#### Aim of the task
Reproduce all of the data exactly as written.

#### Data supplied

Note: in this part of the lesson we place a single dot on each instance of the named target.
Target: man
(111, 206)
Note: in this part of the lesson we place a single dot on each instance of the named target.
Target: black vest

#### Result
Note: in this part of the lesson we place a single dot on each instance of the named target.
Target: man
(111, 206)
Note: in this part of the lesson we place a single dot on each instance of the named target.
Target: black vest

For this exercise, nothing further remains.